• **Exercise instructions**:
**1.** Copy the passage of the escalators essay exactly, starting at "How efficiency/profit-driven mindset" and ending at "lack of results.".
**2.** Carry on the essay about efficiency and Hong Kong's escalators from the point where it stops.

• **Reading text**:
--- START ---

The cost of efficiency (and why I hate fast escalators)
How efficiency/profit-driven mindset consumed the currency of dignity and respect.
One of the slower, longer escalators in Hong Kong: Midlevels Escalator. Still faster than escalators in other countries.
Credits to ncphotos
Of the many aspects of business school I could not understand, the one that seeped into my psyche until I had escaped Hong Kong was the obsession with efficiency for its own sake. Being a “hard worker” was apparently not a compliment but an insult because it implied they worked hard to compensate for the lack of results.
JIT supply chain models. Cheating the system, people for own gains (“through collaboration”). Supply and demand. Market efficiency. Every single thing was about efficiency. I sometimes wonder what risk management majors had to say about this…
FS Streets’ “What they never told you about surprise” newsletter:
The costs of efficiency are everywhere -- just look at buying a car today. The 'just in time' inventory system of the manufacturers had only a few days of key parts in it. Of course, this is what every business school teaches. When supply chains got disrupted, factories were temporarily shuttered. All because a bigger buffer of these parts would show up on the balance sheet and look, at least temporarily, 'inefficient.'
The world is less predictable than we think. Random events happen with unpredictable results. The way to weather these is to have margins of safety, shock absorbers, and slack — in other words, inefficiency.
Inevitably, people will consider the latest disruption a fluke and no one will learn the lesson: When you remove the shock absorbers, you get the shocks. Don't win the moment at the expense of the decade.
…but the walls - literally and figuratively - will speak to you otherwise: to win the moment and think ‘long-term’ in an efficient way that takes you here to there.
Escalators. They take you here to there, so you don’t have to sweat waiting for elevators while running short on time or speeding up the stairs.
I believe Hong Kong has the fastest, and longest escalators in the world (long one, also known as Midlevel Escalators, officially made it to Guinness World Records). Hong Kong has a very efficient subway system by design and yet, these anxiety-inducing escalators are built into it as well. And people run on these escalators. It’s not enough that the speed’s jacked up, people have to run on them to meet the demands of a busy city life. Perhaps because their lives are busy, it is only necessary to squeeze every possible aspects of life to be efficient in order to live.
I don’t think it was always this way though. Prior to Midlevel escalator and handover in 1997, I imagine the city slightly slower in tempo. The effects of rapid transformation compounds slowly and manifests in people’s belief systems or culture years after the transformation; so during the time of transformation, I presume post-colonial mindset was dominant; the suppressed chaos about identity, “work hard play hard”, the desperate grasps at the freedom, creativity and expression bringing golden age of culture and arts to Hong Kong.
These are illustrated well in Wong Kar Wai’s films, like Chungking Express that includes scenes on the long escalator. I learned that he included the escalator scene because, while it’s symbolic of city’s impressive feats, it also represents shortened time between Central and Midlevels, which used to be stroll-or-hike-after-meal route for locals, thereby cutting down the shared time for people to bond and make memories together.

--- END ---

• **Extracted information**:
--- START ---

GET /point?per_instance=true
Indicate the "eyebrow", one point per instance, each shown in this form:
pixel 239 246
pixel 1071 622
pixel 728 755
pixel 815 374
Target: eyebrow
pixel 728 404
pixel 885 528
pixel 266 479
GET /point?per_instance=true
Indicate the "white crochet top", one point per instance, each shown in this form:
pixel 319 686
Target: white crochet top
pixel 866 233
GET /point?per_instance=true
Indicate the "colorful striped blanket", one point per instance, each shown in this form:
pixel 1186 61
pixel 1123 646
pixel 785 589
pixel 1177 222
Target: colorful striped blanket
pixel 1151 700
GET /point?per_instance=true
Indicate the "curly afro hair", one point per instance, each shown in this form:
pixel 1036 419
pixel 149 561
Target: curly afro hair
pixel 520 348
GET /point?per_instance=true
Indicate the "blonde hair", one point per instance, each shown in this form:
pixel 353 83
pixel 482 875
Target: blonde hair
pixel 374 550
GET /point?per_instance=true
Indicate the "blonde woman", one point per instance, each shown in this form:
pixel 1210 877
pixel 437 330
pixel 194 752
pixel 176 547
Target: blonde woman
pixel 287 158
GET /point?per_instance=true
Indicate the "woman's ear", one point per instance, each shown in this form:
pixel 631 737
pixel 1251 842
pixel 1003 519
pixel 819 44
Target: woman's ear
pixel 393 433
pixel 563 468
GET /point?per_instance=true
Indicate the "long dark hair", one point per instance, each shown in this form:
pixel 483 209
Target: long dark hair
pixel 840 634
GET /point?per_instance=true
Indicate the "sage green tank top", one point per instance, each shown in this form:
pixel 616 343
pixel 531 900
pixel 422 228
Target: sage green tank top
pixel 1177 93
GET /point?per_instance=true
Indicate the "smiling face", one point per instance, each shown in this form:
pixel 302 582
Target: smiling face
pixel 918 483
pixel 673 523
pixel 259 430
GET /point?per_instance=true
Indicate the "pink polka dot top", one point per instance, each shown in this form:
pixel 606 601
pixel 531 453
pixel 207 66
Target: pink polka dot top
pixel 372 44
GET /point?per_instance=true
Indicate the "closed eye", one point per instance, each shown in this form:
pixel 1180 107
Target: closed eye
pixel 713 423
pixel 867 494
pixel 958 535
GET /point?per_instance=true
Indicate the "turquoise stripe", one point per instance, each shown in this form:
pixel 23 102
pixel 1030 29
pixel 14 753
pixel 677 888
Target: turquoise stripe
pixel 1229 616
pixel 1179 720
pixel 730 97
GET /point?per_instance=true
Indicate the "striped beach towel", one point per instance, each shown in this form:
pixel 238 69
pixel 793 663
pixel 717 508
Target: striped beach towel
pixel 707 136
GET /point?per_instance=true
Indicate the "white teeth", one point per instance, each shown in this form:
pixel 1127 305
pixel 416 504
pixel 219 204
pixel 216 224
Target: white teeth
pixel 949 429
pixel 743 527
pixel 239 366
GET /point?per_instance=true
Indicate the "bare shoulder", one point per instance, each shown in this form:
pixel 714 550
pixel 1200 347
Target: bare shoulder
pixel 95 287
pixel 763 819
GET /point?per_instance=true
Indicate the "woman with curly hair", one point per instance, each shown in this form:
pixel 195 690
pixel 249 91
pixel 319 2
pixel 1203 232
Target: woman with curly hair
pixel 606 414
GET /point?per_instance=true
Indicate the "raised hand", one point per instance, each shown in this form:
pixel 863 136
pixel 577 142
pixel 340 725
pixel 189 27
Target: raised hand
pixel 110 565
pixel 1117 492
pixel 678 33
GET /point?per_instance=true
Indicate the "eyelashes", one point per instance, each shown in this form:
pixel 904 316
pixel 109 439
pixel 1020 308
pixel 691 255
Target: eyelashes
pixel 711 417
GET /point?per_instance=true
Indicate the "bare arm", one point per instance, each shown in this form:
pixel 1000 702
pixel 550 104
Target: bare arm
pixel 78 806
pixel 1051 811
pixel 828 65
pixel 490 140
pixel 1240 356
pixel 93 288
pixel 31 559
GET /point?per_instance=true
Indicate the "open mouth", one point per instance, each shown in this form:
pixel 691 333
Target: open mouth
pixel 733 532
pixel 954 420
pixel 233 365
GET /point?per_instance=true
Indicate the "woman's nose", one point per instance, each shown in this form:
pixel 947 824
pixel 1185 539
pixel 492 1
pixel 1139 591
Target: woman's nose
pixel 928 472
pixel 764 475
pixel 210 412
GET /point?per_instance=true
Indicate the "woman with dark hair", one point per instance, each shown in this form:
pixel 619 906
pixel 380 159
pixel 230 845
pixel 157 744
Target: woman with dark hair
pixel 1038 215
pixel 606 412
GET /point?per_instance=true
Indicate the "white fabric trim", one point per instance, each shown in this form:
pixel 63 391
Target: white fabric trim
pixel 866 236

--- END ---

• **Expected outputs**:
**1.**
How efficiency/profit-driven mindset consumed the currency of dignity and respect.
One of the slower, longer escalators in Hong Kong: Midlevels Escalator. Still faster than escalators in other countries.
Credits to ncphotos
Of the many aspects of business school I could not understand, the one that seeped into my psyche until I had escaped Hong Kong was the obsession with efficiency for its own sake. Being a “hard worker” was apparently not a compliment but an insult because it implied they worked hard to compensate for the lack of results.

**2.**
Central also happens to be the center of finance and banking. All the banks lining up the skylines of Hong Kong are there. Behind Central is Midlevels which is one of the famous places for the rich. Cutting the time between these two seemed eerily reflective of the state of free-market capitalism.
… these kinds of metaphors reduce us to achievement-driven and advantage-seeking entities, condemned constantly to self-optimise, as if our highest purpose is to be effective instruments. But effectiveness for effectiveness’s sake is an empty aim.
— You’re not a computer, you’re a tiny stone in a beautiful mosaic
You learn that there is no such thing as free lunch the very first day of economics class - that there are always trade offs and opportunity costs. The opportunity cost of incessant pursuit of efficiency is paradoxically, time, meaning and finally efficiency itself.
Efficiency is an optimization tool that aims to balance resources, but when this tool becomes an end rather than means, we can only recursively apply efficiency on efficiency to improve efficiency. We completely ignore other cognitive tools and meaning that initially drove us to pursue efficiency. We ignore the “don’t put your eggs in one basket” advice.
That design philosophy is very different from the way much of the rest of the U.S. economy operates. The pandemic has shown us the downside of perfectly optimized systems—from the supply of ICU beds and virus-sampling swabs to the availability of baker’s yeast. We’ve been desperately short of all three of those things precisely because we’ve spent years tweaking supply chains so we have only exactly the amount we can use right now, without the “waste” of empty ICU beds or idle swab-making machines. In that way, what has saved the internet—redundancy, flexibility, excess capacity—reflects not just a different design philosophy, but a different underlying economic philosophy as well.
The case above shows how a perfectly optimal system cost many people’s dignity in their final hours. Efficiency or productivity cult functions in a similar way by failing to see others’ strategies or coping skills in life, mocking them as naive, lacking in strategy or emotional maturity (i.e why so childish?), and ultimately losing a valuable asset of information on how others learned to survive.
Being kind, unseen and quiet may seem to be the most inefficient form of living on the surface, but as seen from Waymonds’ lives in “Everything Everywhere All at once”, it turns out his strategy was the one that worked in the end. We may not be a Waymond saving the universe but we can save ourselves and those we love by learning to care less about appearing efficient, and instead starting to see the loved ones as they are, and how they managed to survive in such a harsh world where meanings are ephemeral and the whole world pressures them to conform.
In each case there’s value in saying, “I could have more and do more, but this is good enough.” But it’s such a rare skill. People don’t like leaving opportunities on the table, and it’s counterintuitive to realize that you’ll likely end up with more than those whose appetite for more is insatiable.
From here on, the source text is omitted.